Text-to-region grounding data
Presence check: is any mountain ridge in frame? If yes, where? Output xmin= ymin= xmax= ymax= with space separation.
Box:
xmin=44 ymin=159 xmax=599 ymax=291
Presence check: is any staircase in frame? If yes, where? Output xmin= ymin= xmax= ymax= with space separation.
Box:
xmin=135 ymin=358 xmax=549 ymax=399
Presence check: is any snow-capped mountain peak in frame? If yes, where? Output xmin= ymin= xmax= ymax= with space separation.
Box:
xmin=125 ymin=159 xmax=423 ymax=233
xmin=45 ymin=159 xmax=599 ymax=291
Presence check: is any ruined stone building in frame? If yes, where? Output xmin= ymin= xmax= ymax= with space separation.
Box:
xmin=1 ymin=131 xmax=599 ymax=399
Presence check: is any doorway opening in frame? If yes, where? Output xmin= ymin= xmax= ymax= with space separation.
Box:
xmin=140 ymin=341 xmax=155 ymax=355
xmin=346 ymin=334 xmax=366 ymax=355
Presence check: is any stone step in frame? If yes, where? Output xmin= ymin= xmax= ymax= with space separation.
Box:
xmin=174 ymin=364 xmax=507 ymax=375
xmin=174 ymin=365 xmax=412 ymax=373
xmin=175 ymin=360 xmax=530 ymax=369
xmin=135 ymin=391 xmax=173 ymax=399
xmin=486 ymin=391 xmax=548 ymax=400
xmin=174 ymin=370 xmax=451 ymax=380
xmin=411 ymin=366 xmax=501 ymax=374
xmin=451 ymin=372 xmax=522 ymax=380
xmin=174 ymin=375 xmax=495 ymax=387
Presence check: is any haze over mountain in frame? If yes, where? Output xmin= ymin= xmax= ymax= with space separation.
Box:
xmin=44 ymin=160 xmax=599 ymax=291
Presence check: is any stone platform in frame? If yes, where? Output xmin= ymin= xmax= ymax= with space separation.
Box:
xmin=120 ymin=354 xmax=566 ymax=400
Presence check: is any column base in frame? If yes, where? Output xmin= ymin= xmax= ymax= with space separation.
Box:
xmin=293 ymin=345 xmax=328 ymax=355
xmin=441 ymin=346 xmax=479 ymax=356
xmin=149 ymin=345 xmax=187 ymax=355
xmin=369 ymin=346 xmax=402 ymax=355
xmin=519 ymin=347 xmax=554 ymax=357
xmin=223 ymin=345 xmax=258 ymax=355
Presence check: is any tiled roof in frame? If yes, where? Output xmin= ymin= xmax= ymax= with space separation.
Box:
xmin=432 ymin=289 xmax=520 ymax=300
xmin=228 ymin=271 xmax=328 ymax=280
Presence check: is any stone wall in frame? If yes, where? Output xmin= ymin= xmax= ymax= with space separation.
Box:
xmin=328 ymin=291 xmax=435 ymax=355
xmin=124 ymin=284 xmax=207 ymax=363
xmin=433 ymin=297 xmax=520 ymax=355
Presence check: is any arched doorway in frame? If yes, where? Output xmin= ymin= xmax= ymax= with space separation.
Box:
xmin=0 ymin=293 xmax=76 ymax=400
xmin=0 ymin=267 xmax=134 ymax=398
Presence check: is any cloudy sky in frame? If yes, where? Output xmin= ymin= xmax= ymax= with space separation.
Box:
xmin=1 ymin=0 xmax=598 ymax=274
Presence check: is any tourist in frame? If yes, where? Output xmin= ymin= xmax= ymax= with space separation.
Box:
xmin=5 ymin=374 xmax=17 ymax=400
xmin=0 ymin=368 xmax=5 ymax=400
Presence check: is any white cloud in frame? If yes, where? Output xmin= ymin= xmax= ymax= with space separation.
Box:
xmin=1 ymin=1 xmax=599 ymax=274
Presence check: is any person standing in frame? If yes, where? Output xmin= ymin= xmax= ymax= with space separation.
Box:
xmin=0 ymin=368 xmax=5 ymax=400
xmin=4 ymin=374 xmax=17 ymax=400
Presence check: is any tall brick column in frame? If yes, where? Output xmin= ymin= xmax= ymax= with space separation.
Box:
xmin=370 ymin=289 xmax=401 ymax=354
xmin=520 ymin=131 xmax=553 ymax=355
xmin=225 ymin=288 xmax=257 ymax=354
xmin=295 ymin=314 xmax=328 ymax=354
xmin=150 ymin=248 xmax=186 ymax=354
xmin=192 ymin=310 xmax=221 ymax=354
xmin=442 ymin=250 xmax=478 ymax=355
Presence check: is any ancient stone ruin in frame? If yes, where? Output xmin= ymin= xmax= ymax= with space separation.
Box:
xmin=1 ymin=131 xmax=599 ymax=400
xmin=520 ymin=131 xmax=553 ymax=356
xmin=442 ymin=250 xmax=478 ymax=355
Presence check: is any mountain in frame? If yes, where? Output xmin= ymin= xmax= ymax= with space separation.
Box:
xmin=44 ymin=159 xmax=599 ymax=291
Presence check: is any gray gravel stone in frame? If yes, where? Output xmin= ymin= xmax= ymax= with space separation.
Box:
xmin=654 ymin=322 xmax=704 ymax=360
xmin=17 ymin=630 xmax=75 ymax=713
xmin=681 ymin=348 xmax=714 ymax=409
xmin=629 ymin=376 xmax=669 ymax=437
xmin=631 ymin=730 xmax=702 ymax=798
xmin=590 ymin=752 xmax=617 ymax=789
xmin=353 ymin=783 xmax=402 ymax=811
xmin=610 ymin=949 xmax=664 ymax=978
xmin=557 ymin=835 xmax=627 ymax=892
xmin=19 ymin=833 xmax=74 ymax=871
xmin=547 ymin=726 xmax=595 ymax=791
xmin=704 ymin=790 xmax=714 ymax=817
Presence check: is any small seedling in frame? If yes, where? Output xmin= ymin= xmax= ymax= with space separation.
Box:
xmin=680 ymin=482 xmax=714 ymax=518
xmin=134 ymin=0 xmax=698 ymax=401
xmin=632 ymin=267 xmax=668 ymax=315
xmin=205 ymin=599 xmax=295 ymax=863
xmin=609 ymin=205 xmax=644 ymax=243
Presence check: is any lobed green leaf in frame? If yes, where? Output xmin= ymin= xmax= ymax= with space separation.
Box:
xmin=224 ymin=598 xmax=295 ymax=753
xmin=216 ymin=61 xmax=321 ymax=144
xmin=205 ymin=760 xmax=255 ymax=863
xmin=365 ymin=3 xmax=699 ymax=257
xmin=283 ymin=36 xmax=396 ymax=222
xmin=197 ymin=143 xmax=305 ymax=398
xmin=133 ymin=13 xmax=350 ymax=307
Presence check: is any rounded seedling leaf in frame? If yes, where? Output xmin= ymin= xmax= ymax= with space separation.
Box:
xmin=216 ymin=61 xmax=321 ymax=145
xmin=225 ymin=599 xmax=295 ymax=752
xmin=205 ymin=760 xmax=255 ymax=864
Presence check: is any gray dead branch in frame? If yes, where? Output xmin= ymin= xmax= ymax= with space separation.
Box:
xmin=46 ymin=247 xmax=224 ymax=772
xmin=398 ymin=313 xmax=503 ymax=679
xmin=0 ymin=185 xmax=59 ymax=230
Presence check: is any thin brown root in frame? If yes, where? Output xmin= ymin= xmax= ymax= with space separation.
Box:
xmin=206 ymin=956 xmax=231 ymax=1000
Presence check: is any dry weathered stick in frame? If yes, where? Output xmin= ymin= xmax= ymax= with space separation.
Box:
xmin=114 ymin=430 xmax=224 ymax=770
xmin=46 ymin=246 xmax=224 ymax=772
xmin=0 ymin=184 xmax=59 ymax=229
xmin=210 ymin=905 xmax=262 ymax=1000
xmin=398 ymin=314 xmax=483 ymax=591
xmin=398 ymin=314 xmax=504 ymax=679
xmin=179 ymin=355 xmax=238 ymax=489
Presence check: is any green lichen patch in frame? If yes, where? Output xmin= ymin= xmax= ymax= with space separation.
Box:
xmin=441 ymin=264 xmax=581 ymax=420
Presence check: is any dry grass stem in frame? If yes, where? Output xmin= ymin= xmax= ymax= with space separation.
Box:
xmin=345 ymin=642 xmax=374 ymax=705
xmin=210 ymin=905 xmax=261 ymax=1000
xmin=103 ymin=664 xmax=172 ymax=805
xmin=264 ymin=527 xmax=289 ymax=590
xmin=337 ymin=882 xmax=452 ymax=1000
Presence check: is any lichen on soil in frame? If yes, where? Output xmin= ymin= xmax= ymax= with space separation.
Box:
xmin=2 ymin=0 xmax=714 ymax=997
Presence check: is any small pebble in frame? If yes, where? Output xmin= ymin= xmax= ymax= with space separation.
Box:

• Task objective
Go through the records line by line and give the number of lines with the string "mountain" in them, stating nothing else.

• Response area
4